# [PROVIDED PASSAGE]
— Start —
Nordic’s Engineering team highlighted a few specific examples where Memfault helped them solve real world problems that were difficult to identify in testing, root cause complicated issues much faster and collaborate between teams on bugs that impacted multiple systems.

 

Efficiently fix memory leaks related to location searches with Memfault’s heap analysis.

 

The Thingy:91 X is designed for prototyping cellular IoT applications and obviously this means that the use case is likely to involve devices deployed without easy physical access and communicating over limited bandwidth, metered networks. Traditional embedded debugging tools just don’t work for identifying and resolving problems happening in these environments.

Memfault’s remote, automatic and highly efficient data collection provides embedded teams with the same level of visibility into performance and problems for devices in the field as developers are used to when the device is on their desk. This means identifying and resolving hard to reproduce issues is much easier and much more efficient.

Memfault automatically collects heap utilization on the system. The team used this data to identify the root cause of unexpected reboots.

A visualization in Memfault of free heap decreasing over time until a crash occurs.

 

“We were having reboots in the field related to location searches but we didn’t know where to look. When using Memfault we could see that the Heap size was reducing until the memory was used up and it crashed. Using Memfault we could see where it was allocated”. The team were then able to pinpoint the issue and provide a fix. In their own words “debugging this without Memfault would have taken waaaay longer”. 

 

Identifying and investigating modem crashes using Memfaults built in log collection and analytics.

One of the other critical considerations for embedded devices, and particularly devices communicating over limited bandwidth or metered networks is efficiency of communication. It’s not possible or practical to capture everything happening on device. Memfault is designed for these types of scenarios and allowed the Nordic team to identify a modem issue happening in the field but without initially requiring the capture of modem traces which can be very large. 

Memfault’s efficient log capture gave the team enough information to identify an issue happening in the modem, and then make the decision to temporarily enable modem trace capture, so they could get the data needed to root cause. The log search functionality allowed them to quickly identify relevant information across any of the logs collected from their fleet and accelerate their investigation.

Searching for “crash” using Memfault’s log search and identifying modem crashes.

“Often when the modem crashes you don’t have much to go on. The first clue was we could see Memfault collecting modem crash logs. This pointed us towards the modem and then we could enable sending modem traces to flash.” Once the R&D team had access to the modem traces they could then provide them to the modem team, showing them the issue and conditions in which it occurred allowing them to resolve it.

 

Replace streaming of modem traces via UART with Memfault’s custom data recordings and coredump capture.
— End —
# [TASKS]
(a) According to the Memfault passage, what did the team see happening to the heap size before the device crashed?
(b) Rewrite the records from the line that contains "Where in the photo above can the river" through the line that contains "Where in the photo above can the shoreline", replacing "wooden canoe" with "wooden boat" and leaving everything else unchanged.
The text and the records are unrelated to each other.

# [MATERIAL FOR THIS TASK]
— Start —
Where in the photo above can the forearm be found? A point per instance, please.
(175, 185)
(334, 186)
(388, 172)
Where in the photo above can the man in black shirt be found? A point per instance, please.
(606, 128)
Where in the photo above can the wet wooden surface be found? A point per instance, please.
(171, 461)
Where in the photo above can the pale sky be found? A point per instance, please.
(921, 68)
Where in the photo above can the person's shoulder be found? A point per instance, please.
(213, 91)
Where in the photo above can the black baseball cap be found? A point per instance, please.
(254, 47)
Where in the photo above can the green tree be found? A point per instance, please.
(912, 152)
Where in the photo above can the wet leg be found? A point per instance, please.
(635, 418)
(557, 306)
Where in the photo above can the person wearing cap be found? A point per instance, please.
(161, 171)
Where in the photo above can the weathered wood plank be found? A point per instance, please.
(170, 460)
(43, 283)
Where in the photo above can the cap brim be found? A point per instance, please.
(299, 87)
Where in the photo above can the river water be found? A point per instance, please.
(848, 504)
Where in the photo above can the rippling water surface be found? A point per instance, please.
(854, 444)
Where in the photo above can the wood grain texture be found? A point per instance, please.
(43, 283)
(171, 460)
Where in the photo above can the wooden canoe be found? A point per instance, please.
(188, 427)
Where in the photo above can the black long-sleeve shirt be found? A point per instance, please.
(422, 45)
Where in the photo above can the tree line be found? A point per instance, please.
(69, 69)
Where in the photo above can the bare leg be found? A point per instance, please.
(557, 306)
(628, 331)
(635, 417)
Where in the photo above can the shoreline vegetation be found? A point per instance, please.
— End —
— Start —
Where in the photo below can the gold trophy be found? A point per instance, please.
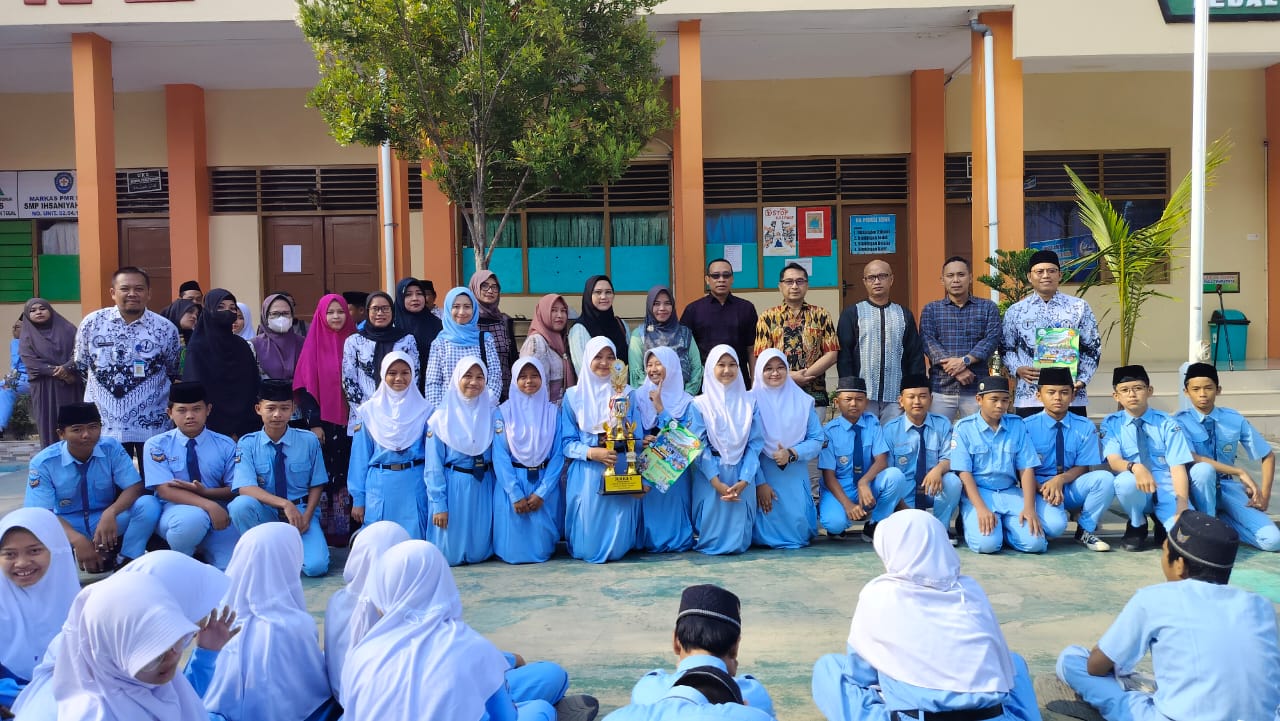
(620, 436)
— End —
# [SOLUTION SET]
(a) The heap size was reducing until the memory was used up.

(b)
Where in the photo above can the river water be found? A point per instance, please.
(848, 504)
Where in the photo above can the rippling water surface be found? A point per instance, please.
(854, 444)
Where in the photo above can the wood grain texture be found? A point per instance, please.
(43, 283)
(171, 460)
Where in the photo above can the wooden boat be found? A point per instance, please.
(188, 427)
Where in the photo above can the black long-sleeve shirt be found? A point per instance, please.
(422, 45)
Where in the photo above can the tree line be found? A point per instance, please.
(69, 69)
Where in the photo above can the bare leg be found? A point per instance, please.
(557, 306)
(628, 331)
(635, 417)
Where in the photo above can the shoreline vegetation be found? A point per instance, please.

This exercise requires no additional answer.